2. What do they really buy?
3. When do they buy?
4. Who is the end-user?
Knowing the target audiences' life-style, motivations, and behavioural patterns, etc. helps in
deciding whom the advertiser wants to reach, and also helps creative people to write messages
for real audiences and communicate more effectively.
Bases for Market Segmentation
Geographic Segmentation: Geographic units are the basis to divide the markets. These units
may be nations, states, regions, areas of certain climatic conditions, or urban and rural divide.
For example, Tata Safari considers the terrain as one of the segmentation variables. People in
West Bengal have different food habits than people in South India. Exporters often divide the
market as Western countries, African countries, etc.
Demographic Segmentation: Market segmentation can be based on demographic variables such
as race, age, sex, family size, income, education, and social class.
Example: Shaving products for women are based on demographic variable of gender.

○ ○ ○

● GIVEN TASK 1: In the market segmentation text, which variable does Tata Safari treat as a basis for segmentation?

Stored data

○ ○ ○

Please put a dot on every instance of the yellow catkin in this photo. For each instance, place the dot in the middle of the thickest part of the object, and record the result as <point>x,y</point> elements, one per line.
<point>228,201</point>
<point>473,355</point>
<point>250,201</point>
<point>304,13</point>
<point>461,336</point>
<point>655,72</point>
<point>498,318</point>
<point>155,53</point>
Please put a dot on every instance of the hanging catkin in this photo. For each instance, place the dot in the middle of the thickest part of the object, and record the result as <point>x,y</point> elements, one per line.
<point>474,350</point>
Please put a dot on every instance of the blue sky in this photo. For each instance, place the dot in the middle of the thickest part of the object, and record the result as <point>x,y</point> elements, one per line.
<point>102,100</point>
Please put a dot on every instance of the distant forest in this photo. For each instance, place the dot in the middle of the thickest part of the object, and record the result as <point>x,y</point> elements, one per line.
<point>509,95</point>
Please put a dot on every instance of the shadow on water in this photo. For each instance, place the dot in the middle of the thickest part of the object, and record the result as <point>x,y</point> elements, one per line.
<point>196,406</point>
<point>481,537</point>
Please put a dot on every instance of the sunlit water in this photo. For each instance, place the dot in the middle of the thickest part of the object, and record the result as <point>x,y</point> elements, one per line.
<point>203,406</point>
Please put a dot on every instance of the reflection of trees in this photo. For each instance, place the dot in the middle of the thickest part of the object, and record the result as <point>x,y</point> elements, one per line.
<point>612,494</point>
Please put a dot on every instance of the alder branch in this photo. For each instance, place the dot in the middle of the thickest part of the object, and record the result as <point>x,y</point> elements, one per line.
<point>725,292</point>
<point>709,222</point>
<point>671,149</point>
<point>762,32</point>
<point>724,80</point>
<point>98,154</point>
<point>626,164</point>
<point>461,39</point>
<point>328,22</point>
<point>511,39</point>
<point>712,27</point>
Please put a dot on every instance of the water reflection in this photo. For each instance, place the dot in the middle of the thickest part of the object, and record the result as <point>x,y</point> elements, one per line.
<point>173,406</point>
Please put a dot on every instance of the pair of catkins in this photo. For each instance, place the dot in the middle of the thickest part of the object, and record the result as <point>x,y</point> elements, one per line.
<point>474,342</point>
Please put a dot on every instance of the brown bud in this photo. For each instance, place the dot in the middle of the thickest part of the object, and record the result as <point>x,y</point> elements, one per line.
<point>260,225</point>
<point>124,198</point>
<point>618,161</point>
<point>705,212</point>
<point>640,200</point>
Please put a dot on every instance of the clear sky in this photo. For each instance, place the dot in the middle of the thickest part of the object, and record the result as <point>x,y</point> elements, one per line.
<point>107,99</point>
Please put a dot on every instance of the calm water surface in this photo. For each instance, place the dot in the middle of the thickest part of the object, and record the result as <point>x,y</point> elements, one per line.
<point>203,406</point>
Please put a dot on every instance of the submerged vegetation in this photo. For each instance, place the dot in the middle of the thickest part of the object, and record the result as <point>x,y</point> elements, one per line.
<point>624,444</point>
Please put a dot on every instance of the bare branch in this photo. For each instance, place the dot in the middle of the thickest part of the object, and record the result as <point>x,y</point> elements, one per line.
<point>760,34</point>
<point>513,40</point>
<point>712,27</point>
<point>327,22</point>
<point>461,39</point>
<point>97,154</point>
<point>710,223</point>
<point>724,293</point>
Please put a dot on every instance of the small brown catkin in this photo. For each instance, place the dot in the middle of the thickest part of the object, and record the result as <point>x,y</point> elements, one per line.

○ ○ ○

● GIVEN TASK 2: Put the part of the listing from the line with "Please put a dot on every instance of the brown" up to and including the line with "<point>640,200</point>" into a two-column CSV with the columns instruction and answer. Give one row per entry, with each value in a single quoted field and line breaks replaced by spaces.

● FULL ANSWER 1: The terrain.

● FULL ANSWER 2:
instruction,answer
"Please put a dot on every instance of the brown bud in this photo. For each instance, place the dot in the middle of the thickest part of the object, and record the result as <point>x,y</point> elements, one per line.","<point>260,225</point> <point>124,198</point> <point>618,161</point> <point>705,212</point> <point>640,200</point>"